= COMPLETE THE FOLLOWING =
A. In the passage on linking species traits to the environment, what have some scholars criticized the CWM method for?
B. Resume the passage on linking species traits to the environment, starting right after its final sentence.

>> BEGIN PASSAGE SHOWN

Today the CWM method is well-established but some scholars have criticized it for inflated Type I errors. That is, in some scenarios of compositional turnover along a gradient, CWM tests can provide significant results even for randomly generated traits. Null models have been proposed to correct for such effects by randomizing trait values across species (CWM-sp). We review different approaches relating traits to the environment within the framework of the accepted dichotomy between species-level (observations are species) versus community-level (observations are community parameters) analyses. Between these families of analyses and their combinations, a great variety of methods exist that test different trait–environment relationships, each with different null hypotheses and ecological questions.

>> END PASSAGE SHOWN
>> BEGIN DATA LINES

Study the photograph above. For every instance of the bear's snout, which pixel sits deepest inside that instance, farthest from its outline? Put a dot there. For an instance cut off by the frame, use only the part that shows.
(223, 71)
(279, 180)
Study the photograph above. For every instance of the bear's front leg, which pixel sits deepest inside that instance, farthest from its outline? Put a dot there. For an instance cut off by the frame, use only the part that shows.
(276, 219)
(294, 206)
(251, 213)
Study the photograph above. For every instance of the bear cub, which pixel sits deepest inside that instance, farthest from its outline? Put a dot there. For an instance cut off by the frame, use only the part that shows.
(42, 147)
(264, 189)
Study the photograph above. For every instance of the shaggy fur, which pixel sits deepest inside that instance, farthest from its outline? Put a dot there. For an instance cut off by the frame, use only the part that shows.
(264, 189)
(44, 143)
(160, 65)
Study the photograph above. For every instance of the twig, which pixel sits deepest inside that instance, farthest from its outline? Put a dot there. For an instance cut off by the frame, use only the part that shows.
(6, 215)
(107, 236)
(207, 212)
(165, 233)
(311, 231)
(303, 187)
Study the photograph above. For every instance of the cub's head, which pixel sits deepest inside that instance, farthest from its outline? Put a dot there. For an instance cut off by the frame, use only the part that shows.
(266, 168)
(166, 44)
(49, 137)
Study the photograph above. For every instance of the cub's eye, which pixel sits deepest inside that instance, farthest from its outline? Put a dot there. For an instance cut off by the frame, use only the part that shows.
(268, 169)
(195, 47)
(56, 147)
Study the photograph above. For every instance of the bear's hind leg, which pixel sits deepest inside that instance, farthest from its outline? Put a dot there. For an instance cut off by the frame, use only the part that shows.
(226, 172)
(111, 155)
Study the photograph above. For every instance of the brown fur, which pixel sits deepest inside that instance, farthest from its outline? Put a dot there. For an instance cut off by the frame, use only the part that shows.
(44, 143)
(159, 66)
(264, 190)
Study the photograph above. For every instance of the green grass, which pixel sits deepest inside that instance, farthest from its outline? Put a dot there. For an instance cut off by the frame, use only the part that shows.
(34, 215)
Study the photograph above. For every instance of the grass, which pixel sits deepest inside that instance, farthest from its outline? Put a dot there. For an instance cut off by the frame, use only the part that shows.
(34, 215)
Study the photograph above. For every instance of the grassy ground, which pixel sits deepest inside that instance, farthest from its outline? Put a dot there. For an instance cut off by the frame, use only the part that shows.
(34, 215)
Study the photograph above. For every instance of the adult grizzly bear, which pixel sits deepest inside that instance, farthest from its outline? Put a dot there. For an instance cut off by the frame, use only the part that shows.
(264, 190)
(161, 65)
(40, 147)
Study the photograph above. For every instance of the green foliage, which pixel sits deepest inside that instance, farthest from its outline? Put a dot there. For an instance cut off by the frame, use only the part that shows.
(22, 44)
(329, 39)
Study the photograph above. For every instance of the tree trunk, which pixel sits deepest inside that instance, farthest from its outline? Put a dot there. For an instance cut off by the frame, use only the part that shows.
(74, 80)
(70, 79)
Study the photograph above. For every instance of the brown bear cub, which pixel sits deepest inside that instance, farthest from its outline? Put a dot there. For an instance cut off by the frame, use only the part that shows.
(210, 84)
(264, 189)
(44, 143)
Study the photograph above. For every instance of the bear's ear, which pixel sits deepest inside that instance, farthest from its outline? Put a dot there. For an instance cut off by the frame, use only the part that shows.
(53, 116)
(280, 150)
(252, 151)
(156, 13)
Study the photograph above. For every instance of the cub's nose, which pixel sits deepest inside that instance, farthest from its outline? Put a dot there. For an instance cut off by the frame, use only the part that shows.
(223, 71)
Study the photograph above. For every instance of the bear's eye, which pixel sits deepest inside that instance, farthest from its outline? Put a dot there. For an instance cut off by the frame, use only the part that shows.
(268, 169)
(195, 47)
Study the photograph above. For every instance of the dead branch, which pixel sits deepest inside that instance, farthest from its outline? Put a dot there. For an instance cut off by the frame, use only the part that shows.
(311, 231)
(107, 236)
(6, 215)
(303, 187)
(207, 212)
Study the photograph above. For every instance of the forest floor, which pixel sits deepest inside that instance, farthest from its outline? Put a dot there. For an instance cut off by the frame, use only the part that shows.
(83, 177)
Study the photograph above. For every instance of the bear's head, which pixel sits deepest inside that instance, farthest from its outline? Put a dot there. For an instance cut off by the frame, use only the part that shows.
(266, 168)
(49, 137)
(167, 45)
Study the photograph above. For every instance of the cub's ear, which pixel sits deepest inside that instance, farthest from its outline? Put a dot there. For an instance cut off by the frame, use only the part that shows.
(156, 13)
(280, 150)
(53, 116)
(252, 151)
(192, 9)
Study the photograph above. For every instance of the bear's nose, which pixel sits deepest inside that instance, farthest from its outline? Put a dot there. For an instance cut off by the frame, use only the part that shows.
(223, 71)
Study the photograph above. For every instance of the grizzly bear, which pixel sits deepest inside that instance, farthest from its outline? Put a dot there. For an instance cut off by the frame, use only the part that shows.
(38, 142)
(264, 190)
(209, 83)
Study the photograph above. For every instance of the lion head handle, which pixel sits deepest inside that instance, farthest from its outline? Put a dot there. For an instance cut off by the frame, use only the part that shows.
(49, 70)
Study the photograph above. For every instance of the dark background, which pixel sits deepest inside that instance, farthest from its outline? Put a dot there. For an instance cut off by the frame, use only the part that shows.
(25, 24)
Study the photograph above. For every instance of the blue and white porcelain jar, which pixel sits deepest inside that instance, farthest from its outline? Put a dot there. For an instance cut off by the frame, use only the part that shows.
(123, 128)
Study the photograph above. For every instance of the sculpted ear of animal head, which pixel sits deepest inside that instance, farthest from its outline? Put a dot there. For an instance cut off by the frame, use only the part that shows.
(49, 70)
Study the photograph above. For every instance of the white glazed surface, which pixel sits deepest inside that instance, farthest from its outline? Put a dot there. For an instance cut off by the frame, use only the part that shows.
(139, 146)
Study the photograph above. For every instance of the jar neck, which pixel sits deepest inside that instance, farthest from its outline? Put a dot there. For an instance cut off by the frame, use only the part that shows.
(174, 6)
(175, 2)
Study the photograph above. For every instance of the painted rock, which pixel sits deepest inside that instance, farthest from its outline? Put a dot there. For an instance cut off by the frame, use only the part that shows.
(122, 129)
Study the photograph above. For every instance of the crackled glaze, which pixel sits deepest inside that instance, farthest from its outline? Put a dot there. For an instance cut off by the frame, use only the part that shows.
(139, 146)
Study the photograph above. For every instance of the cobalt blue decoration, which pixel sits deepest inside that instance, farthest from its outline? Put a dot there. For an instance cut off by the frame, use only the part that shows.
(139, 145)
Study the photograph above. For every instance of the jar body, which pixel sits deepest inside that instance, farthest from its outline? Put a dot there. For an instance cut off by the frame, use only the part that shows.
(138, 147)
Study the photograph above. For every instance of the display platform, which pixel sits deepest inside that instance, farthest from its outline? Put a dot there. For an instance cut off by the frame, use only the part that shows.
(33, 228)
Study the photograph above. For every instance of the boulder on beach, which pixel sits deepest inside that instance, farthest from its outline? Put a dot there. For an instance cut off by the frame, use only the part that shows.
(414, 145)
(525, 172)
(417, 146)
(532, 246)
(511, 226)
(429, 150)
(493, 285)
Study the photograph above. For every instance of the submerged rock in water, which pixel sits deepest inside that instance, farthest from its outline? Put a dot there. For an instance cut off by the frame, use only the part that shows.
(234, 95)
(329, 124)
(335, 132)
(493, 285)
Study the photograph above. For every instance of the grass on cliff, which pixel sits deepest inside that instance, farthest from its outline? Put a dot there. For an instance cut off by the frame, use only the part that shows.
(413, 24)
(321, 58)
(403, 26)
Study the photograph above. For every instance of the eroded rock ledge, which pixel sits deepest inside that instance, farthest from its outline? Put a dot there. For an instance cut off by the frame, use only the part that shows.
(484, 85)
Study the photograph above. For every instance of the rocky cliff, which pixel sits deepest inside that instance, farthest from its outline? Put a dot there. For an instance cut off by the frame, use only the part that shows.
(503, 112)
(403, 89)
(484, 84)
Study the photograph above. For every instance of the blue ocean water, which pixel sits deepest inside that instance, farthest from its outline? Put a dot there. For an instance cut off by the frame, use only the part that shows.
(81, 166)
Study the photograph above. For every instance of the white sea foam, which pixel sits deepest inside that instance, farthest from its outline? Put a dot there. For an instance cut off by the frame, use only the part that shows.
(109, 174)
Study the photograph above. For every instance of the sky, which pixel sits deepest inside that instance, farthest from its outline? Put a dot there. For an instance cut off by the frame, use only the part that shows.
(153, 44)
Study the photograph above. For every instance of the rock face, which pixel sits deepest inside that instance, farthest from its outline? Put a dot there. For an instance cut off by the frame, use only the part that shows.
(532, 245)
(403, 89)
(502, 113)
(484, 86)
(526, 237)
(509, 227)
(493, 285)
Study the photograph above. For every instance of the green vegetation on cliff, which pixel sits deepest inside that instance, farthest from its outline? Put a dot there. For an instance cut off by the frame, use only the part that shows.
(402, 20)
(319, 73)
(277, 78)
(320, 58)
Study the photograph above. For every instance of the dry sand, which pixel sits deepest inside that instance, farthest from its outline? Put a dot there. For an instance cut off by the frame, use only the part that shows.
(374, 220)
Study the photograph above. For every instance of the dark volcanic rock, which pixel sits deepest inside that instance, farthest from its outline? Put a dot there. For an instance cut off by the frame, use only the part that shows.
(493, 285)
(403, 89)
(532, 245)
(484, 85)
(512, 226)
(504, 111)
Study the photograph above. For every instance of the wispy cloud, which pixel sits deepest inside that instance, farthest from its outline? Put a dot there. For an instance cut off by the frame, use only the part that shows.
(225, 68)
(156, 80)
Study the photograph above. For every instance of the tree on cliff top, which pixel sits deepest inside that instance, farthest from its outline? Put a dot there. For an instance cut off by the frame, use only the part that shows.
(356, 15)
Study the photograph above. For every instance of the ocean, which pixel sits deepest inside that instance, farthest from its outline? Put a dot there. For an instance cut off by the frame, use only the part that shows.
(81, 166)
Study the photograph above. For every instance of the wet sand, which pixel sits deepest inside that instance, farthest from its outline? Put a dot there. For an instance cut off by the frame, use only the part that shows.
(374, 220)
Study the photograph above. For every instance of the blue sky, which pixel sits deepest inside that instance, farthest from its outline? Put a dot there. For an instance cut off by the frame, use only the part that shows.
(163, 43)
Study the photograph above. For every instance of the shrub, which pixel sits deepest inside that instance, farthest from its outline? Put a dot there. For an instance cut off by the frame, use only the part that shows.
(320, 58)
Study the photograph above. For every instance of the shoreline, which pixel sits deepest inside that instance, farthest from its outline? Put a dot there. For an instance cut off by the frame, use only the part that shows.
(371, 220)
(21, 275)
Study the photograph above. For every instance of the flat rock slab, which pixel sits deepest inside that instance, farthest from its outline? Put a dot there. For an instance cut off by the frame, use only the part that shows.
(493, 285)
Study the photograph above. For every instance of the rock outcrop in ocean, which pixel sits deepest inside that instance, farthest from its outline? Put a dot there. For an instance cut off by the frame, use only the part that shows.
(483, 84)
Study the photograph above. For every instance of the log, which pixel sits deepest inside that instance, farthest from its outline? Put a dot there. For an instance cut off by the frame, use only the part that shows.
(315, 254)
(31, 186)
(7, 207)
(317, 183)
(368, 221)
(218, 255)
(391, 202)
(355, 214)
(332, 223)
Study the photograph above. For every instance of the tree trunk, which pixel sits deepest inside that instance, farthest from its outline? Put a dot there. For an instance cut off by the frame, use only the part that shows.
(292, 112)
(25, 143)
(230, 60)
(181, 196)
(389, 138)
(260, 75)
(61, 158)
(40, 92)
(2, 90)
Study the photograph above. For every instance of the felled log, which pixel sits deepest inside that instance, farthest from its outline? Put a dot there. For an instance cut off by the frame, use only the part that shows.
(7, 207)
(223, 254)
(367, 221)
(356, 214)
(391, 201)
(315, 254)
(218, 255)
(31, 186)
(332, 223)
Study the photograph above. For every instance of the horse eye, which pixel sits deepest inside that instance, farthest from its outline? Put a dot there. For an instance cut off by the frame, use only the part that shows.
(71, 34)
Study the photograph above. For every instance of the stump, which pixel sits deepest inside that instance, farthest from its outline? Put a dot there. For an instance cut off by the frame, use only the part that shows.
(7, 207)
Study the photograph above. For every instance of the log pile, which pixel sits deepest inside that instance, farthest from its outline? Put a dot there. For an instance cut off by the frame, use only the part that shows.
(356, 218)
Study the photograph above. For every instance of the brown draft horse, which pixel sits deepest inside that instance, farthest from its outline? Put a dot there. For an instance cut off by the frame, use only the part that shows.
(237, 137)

>> END DATA LINES

= WRITTEN RESPONSES =
A. They have criticized it for inflated Type I errors.

B.
In classic CWM tests, the null hypothesis focuses on characteristics of trait distributions at the community level along gradients. The Type I error rate should not be a priori considered inflated when this test is used to identify changes in community trait structure affecting the functioning of communities. Trait changes observed with CWM tests may be accurate, but the interpretation that a specific trait drives turnover may be fallacious. Approaches like CWM-sp may be more appropriate for testing other ecological hypotheses, such as whether trait–environment relationships are widespread across species. In effect, this moves the ecological focus towards species-level analyses, that is on the adaptive value of traits and their relation to species niches.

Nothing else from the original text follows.